Data section =

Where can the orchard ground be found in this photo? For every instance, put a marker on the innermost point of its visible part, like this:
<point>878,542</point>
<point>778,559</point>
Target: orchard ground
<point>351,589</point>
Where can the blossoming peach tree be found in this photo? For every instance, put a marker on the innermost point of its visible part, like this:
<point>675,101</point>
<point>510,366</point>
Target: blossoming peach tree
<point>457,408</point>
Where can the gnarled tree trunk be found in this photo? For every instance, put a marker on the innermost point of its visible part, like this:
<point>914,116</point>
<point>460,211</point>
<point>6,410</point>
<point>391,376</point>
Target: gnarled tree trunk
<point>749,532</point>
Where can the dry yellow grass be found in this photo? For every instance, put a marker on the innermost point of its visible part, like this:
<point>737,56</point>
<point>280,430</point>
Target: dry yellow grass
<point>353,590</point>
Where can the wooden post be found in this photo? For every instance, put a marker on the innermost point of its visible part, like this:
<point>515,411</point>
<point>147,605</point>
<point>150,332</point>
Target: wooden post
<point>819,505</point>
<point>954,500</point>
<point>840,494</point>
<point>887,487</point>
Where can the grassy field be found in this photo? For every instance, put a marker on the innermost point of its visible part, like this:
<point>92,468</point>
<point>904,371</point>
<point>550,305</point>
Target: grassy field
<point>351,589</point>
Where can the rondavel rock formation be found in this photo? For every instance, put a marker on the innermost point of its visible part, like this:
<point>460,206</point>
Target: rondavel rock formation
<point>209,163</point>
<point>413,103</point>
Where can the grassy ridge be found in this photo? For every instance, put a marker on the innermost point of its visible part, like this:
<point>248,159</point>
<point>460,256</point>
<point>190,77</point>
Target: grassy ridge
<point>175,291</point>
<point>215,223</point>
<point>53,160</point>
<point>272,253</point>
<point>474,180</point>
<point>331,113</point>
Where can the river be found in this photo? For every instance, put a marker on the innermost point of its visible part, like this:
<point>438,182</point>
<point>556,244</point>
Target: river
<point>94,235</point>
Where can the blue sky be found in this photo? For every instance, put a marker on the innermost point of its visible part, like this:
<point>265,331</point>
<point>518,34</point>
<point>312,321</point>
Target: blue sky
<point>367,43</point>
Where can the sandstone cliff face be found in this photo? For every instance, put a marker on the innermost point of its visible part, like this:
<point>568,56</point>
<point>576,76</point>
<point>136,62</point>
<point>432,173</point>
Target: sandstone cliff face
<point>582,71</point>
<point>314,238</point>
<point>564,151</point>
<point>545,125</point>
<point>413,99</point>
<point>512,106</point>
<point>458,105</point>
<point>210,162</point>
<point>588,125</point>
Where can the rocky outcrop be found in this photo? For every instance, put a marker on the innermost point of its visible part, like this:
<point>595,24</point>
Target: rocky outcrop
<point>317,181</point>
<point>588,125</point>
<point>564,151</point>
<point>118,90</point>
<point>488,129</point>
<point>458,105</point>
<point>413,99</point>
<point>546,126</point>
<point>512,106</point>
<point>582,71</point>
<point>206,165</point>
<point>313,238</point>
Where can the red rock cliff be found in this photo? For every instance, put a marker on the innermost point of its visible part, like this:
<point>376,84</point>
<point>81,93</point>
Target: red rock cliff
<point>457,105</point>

Your goal = The full listing above should be transcribed exactly.

Output for this task =
Where can the orchard ground be found in this photo? For every instance, put a marker on the innermost point of its visible part, like this:
<point>878,542</point>
<point>778,559</point>
Target: orchard ground
<point>351,589</point>
Where can the blossoming peach tree be found in this photo? For every instance, put a marker on the innermost point of its visible part, like this:
<point>675,101</point>
<point>510,366</point>
Target: blossoming peach tree
<point>457,408</point>
Where can the gnarled tree trunk be found in this photo? For every instance, put a marker on the innermost point of its visible part, like this:
<point>914,116</point>
<point>460,211</point>
<point>6,410</point>
<point>391,376</point>
Target: gnarled tree trunk
<point>749,532</point>
Where can the dry yellow grass be found in this photo? For every instance, put a marker on the innermost point of its visible part, like this:
<point>737,56</point>
<point>280,430</point>
Target: dry yellow grass
<point>353,590</point>
Where can the wooden post be found in this photo? For every instance, put a marker on the innermost point of its visible part, like this:
<point>515,411</point>
<point>147,605</point>
<point>150,332</point>
Target: wooden post
<point>819,505</point>
<point>954,500</point>
<point>840,494</point>
<point>887,487</point>
Where can the grassy field be found in this photo? For every instance, put a marker on the innermost point of its visible part, like this:
<point>92,468</point>
<point>904,371</point>
<point>550,305</point>
Target: grassy field
<point>351,589</point>
Where can the rondavel rock formation be found in this photo? For every instance, put a marker on the innermost point of its visible part, like this:
<point>460,206</point>
Target: rondavel rock formation
<point>209,163</point>
<point>413,103</point>
Where can the grassy ridge be found in this photo? For every instance, put a marker on the innermost point of its visible part, like this:
<point>248,159</point>
<point>460,256</point>
<point>190,77</point>
Target: grassy ridge
<point>175,291</point>
<point>215,223</point>
<point>53,160</point>
<point>272,253</point>
<point>474,180</point>
<point>331,113</point>
Where can the river be found in this photo? For every instance, put a marker on the innermost point of its visible part, like this:
<point>438,182</point>
<point>556,244</point>
Target: river
<point>94,235</point>
Where can the blue sky be found in this photo? For every instance, put a marker on the innermost point of its visible part, like this:
<point>265,331</point>
<point>518,34</point>
<point>312,321</point>
Target: blue sky
<point>367,43</point>
Where can the sandstone cliff face be found in this photo? For every instance, put a marker on the innermost point of its visible part, like this:
<point>568,56</point>
<point>576,76</point>
<point>136,62</point>
<point>432,173</point>
Target: sandstone cliff face
<point>582,71</point>
<point>314,238</point>
<point>564,151</point>
<point>545,125</point>
<point>413,99</point>
<point>512,106</point>
<point>458,105</point>
<point>210,162</point>
<point>588,125</point>
Where can the rocky outcrop be found in this photo? For every instance, put a marker on the innermost point of its visible part, like this:
<point>595,24</point>
Target: rocky outcrop
<point>317,181</point>
<point>588,125</point>
<point>564,151</point>
<point>118,90</point>
<point>488,129</point>
<point>458,105</point>
<point>413,99</point>
<point>546,126</point>
<point>512,106</point>
<point>582,71</point>
<point>206,165</point>
<point>313,238</point>
Where can the red rock cliff be found in this photo? For every instance, put a marker on the innermost point of its visible part, like this:
<point>376,84</point>
<point>81,93</point>
Target: red rock cliff
<point>457,105</point>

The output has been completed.